### Raw data

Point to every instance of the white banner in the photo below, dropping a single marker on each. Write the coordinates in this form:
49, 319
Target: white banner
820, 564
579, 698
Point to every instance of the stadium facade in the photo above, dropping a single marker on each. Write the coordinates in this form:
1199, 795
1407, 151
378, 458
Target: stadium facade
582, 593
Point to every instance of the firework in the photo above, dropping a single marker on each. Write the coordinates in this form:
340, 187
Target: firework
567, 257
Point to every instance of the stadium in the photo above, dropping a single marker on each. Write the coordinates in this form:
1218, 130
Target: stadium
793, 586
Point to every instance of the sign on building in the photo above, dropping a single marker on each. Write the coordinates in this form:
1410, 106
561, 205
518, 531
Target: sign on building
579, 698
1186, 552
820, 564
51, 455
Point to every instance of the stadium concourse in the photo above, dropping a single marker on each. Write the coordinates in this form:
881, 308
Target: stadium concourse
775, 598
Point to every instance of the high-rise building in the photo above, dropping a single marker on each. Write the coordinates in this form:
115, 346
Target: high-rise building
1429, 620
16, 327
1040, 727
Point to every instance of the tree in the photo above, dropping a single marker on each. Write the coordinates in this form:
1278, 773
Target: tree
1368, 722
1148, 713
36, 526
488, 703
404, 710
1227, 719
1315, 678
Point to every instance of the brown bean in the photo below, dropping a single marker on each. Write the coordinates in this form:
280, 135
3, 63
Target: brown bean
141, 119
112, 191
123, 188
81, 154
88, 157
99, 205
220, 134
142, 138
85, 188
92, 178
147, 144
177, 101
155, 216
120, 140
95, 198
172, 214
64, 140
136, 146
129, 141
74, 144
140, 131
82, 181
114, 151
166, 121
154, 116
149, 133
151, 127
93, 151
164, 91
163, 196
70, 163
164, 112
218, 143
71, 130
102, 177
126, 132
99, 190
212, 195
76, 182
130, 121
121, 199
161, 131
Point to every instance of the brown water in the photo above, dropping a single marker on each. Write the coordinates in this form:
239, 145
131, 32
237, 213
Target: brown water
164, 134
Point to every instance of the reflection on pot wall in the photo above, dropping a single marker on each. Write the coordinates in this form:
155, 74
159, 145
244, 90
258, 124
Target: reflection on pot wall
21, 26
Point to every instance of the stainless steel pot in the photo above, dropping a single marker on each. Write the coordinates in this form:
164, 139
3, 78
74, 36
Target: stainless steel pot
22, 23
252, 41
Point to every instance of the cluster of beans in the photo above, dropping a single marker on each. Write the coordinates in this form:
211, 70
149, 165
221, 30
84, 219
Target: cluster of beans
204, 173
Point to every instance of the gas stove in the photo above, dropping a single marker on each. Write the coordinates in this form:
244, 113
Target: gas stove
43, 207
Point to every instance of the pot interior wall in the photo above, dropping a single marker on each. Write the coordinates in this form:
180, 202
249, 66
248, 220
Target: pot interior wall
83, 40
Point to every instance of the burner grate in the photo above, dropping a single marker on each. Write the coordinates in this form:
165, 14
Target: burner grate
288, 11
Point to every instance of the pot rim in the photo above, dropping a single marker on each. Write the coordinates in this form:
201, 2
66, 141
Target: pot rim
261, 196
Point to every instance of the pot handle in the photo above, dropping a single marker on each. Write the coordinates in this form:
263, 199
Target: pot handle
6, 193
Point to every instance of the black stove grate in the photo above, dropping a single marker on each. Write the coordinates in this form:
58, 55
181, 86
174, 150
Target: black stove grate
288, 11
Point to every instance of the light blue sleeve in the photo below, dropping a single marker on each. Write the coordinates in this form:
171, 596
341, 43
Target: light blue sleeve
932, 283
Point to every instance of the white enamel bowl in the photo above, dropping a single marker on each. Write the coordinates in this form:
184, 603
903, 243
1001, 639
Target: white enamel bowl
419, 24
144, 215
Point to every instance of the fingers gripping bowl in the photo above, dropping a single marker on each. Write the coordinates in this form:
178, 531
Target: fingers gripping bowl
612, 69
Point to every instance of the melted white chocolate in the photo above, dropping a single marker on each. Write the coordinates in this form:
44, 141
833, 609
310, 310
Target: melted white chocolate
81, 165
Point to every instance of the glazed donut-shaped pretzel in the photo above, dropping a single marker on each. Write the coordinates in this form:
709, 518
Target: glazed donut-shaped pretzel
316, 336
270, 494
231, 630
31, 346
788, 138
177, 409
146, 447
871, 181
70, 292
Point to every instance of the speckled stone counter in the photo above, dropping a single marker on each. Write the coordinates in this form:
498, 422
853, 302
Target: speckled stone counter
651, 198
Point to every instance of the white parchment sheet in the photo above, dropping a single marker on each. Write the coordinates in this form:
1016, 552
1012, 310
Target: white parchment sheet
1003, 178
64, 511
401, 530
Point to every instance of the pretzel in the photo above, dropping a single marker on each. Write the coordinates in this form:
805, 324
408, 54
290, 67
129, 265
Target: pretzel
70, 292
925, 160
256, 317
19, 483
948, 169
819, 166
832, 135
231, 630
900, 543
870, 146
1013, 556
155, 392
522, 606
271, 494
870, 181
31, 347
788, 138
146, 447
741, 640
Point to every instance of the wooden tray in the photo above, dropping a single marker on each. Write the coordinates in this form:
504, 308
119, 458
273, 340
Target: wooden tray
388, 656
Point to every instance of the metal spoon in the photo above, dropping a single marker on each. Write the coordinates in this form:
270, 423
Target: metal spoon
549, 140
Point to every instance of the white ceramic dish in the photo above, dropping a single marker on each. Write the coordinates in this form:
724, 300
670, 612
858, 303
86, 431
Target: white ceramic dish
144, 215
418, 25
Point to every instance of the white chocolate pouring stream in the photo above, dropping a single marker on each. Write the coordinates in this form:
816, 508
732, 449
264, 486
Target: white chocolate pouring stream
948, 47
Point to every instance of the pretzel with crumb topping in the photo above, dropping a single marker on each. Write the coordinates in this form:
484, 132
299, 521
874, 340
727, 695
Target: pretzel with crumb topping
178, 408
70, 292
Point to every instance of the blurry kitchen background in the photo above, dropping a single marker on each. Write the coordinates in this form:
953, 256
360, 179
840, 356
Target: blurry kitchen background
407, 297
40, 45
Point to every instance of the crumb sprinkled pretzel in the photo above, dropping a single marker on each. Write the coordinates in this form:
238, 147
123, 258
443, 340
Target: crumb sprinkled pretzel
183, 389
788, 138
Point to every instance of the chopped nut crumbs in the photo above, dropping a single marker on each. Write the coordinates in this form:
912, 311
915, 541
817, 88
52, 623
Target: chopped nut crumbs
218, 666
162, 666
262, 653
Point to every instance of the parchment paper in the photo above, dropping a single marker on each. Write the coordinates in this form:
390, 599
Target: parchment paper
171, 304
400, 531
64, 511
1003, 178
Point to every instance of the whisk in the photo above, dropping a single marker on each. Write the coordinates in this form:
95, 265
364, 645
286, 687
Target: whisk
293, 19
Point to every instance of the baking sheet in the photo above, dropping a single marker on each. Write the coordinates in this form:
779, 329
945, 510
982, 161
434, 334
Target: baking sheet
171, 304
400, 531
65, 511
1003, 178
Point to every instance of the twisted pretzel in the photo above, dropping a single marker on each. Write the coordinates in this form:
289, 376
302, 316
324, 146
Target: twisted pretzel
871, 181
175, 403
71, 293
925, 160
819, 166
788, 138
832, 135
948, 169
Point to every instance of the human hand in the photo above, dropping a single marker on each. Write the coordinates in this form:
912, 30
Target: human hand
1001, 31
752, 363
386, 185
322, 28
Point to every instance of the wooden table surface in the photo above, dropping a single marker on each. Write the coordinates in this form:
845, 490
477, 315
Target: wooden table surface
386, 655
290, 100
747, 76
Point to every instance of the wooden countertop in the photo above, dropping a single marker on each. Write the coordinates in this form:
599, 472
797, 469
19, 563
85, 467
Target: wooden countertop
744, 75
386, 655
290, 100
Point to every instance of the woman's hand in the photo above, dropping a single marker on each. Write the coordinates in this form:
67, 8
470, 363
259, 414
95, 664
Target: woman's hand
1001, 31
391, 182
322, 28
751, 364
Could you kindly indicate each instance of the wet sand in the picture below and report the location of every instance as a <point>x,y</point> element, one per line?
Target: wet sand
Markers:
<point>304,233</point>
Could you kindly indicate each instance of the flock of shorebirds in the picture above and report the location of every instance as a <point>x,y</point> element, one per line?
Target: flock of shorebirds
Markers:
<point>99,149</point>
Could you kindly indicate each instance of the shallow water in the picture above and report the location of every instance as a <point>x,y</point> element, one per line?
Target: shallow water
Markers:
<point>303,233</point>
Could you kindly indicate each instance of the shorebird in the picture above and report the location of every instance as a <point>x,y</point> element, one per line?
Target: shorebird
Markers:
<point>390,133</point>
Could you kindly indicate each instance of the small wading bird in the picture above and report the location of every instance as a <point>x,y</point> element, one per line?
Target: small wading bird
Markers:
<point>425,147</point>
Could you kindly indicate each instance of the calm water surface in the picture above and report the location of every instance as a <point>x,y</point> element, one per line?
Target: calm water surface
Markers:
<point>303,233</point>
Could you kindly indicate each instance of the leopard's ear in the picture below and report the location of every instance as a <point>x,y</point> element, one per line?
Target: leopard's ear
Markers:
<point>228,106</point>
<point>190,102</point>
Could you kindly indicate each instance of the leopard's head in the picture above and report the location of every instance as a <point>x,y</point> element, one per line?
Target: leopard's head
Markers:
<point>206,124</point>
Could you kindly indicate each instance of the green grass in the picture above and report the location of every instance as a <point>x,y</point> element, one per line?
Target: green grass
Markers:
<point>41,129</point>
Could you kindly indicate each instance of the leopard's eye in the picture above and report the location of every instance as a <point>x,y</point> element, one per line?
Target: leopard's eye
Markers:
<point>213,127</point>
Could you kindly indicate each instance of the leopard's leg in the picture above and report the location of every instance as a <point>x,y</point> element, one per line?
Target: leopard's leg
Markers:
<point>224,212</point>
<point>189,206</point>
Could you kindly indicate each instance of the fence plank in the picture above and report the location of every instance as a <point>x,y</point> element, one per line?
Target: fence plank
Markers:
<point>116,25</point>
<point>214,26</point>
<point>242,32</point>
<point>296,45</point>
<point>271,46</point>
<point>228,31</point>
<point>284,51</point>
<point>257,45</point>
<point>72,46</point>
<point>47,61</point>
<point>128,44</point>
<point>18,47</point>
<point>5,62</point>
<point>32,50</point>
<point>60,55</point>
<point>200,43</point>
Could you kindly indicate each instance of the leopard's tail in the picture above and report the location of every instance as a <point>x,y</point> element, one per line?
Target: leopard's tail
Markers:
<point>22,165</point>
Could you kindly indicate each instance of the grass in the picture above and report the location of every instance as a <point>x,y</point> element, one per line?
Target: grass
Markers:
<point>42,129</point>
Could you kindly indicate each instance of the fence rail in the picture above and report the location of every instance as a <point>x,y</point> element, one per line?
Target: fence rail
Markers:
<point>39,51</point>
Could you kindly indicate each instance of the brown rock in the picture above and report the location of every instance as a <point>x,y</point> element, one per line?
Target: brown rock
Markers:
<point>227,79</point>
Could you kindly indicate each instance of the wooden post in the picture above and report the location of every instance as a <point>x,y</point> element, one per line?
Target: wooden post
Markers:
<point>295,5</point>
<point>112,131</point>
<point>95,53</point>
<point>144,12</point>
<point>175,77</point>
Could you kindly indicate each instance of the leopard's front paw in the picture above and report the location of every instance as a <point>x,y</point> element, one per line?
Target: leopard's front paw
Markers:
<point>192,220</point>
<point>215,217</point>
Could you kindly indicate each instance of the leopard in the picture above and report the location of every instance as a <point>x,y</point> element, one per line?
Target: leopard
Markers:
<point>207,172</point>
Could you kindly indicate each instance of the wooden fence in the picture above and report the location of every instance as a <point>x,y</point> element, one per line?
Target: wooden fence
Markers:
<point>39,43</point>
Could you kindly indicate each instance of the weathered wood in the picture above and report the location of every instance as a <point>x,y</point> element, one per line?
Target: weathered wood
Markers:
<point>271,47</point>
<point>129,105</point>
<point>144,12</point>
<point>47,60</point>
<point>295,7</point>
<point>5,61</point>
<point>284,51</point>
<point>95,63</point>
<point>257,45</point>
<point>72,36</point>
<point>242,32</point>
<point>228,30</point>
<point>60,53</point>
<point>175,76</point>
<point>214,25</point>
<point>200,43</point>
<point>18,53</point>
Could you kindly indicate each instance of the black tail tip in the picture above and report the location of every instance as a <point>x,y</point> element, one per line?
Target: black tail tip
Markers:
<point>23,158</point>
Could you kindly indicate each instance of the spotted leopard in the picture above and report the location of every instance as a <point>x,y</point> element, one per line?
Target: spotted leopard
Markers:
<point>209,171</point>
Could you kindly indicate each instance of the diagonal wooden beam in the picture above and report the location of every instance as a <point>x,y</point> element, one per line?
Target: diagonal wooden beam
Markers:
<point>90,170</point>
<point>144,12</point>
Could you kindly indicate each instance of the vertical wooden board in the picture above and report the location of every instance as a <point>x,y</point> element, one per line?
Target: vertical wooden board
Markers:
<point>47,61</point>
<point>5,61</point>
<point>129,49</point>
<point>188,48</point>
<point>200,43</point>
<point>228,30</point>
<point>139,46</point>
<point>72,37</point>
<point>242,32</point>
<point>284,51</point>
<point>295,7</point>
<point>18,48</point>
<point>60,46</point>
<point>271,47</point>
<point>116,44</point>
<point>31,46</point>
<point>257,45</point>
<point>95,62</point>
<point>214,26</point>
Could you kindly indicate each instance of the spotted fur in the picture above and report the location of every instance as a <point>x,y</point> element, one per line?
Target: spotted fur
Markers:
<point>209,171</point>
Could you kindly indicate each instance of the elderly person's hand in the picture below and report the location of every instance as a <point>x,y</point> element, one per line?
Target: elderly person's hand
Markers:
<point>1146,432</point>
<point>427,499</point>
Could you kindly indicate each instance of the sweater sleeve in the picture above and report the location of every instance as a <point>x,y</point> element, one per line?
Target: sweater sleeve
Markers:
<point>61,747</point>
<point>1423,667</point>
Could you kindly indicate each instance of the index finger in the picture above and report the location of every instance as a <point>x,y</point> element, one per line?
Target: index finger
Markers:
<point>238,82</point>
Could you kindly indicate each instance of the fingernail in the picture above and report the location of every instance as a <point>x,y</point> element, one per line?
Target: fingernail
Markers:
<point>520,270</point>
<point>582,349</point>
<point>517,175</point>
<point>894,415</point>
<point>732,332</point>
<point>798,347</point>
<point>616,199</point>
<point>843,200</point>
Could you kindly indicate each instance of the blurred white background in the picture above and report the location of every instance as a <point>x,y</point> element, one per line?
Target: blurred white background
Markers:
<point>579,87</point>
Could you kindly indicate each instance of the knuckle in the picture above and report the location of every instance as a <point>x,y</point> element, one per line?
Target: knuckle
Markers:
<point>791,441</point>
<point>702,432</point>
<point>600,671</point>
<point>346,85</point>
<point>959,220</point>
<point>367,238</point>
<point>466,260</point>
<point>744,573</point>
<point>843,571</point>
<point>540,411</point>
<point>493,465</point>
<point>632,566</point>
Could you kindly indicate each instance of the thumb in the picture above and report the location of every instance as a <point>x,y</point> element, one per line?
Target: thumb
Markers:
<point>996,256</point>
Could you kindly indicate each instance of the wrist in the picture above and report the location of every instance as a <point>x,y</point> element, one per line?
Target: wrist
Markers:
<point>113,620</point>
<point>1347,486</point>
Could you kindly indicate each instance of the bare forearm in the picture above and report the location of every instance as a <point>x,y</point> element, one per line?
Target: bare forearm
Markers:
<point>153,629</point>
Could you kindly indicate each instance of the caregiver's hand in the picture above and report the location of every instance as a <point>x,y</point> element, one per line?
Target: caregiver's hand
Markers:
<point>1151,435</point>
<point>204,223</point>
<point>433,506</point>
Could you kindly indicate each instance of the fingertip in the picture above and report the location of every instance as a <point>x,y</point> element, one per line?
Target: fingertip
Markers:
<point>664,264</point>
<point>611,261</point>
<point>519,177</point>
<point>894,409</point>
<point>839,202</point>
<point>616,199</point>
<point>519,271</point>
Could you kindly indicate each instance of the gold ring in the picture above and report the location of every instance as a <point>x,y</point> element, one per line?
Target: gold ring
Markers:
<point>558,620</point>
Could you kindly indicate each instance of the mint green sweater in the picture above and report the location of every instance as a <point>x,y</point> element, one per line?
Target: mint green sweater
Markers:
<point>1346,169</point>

######

# The request:
Using the material above, reproduce exactly the line that contains "Could you kindly indicate each instance of the caregiver's" and all lines after it through the last one, and only those.

# Task result:
Could you kindly indicate each instance of the caregiver's hand in the picture above and report the location of every instance as a <point>x,y</point> element, one per line?
Target: caregiver's hand
Markers:
<point>1151,435</point>
<point>204,223</point>
<point>433,506</point>
Could you kindly indicate each instance of the fingertip in the picture above and report the location of every instance as a <point>x,y</point> element, one per line?
Target: fingertip
Markers:
<point>664,264</point>
<point>611,261</point>
<point>519,177</point>
<point>894,409</point>
<point>839,202</point>
<point>616,199</point>
<point>519,271</point>
Could you kindly indicate each instance of the gold ring in the picture above and report the location of every instance as a <point>x,y</point> element, one per line?
Target: gold ring
Markers:
<point>558,620</point>
Could you kindly indicate each instance of the mint green sweater in the picture above and report the location of every instance as a <point>x,y</point> element, one per line?
Target: mint green sweater
Markers:
<point>1346,169</point>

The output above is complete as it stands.